═════ Data for processing

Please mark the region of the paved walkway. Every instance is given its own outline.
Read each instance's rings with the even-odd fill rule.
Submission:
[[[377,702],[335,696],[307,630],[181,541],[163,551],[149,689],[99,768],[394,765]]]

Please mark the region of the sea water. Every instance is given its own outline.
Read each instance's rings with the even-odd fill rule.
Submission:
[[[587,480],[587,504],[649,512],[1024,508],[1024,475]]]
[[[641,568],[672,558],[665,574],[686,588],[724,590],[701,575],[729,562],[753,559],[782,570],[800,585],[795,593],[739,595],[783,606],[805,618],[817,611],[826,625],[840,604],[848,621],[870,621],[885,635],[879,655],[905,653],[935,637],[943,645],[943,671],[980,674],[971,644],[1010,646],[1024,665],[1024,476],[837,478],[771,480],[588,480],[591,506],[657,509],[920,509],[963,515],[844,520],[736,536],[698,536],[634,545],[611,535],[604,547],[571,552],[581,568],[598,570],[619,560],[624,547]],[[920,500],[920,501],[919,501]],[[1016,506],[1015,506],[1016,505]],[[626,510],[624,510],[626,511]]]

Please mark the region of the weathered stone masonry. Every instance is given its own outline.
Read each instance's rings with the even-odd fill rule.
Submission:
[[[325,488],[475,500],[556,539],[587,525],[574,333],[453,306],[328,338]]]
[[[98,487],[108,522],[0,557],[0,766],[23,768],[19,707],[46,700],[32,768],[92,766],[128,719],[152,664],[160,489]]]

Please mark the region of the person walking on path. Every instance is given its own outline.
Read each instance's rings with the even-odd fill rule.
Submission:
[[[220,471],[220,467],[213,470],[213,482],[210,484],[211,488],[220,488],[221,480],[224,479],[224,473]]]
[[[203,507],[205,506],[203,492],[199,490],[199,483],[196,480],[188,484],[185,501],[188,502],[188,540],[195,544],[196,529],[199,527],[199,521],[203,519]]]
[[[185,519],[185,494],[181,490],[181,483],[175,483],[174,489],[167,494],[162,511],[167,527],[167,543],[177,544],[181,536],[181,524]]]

══════════

# Work item:
Reproduce all records exactly, without omissions.

# Result of the exercise:
Please mark the region of the paved walkway. Every instance is given its own outline.
Read each instance's rings with the even-odd fill rule.
Submission:
[[[377,702],[335,696],[307,630],[181,541],[163,551],[149,689],[99,768],[394,765]]]

Please mark the region of the sea water. Every instance is given its own outline.
Read each instance's rings with the even-odd fill rule.
Submission:
[[[587,480],[587,504],[649,512],[1024,508],[1024,475]]]
[[[641,568],[672,558],[665,574],[686,588],[724,590],[701,575],[729,562],[753,559],[782,570],[800,585],[795,593],[739,595],[783,606],[805,618],[817,611],[826,625],[840,604],[848,621],[870,621],[885,635],[879,655],[905,653],[935,637],[943,645],[943,671],[980,674],[971,644],[1010,646],[1024,665],[1024,476],[837,478],[771,480],[588,480],[591,506],[657,509],[920,509],[963,515],[844,520],[736,536],[698,536],[634,545],[611,535],[604,547],[571,552],[581,568],[598,570],[619,560],[624,547]],[[920,500],[920,501],[919,501]],[[1016,506],[1015,506],[1016,505]],[[626,510],[624,510],[626,511]]]

Please mark the region of the weathered stone masonry. Every instance is given its own outline.
Read each instance's rings with the even-odd fill rule.
Submission:
[[[325,488],[475,500],[556,539],[587,525],[574,333],[453,306],[328,338]]]
[[[98,487],[108,522],[0,557],[0,766],[23,768],[19,707],[46,700],[32,768],[92,766],[128,719],[152,664],[160,489]]]

Please mark the region of the person walking on path. Every instance is given its own outline.
Read each instance's rings with the even-odd fill rule.
Submission:
[[[220,471],[220,467],[213,470],[213,482],[210,484],[211,488],[220,488],[221,480],[224,479],[224,473]]]
[[[203,507],[205,506],[203,492],[199,490],[199,483],[196,480],[188,484],[185,501],[188,502],[188,540],[195,544],[196,529],[199,527],[199,521],[203,519]]]
[[[185,519],[185,494],[181,490],[181,483],[175,483],[174,489],[167,494],[162,511],[167,527],[167,543],[177,544],[181,536],[181,524]]]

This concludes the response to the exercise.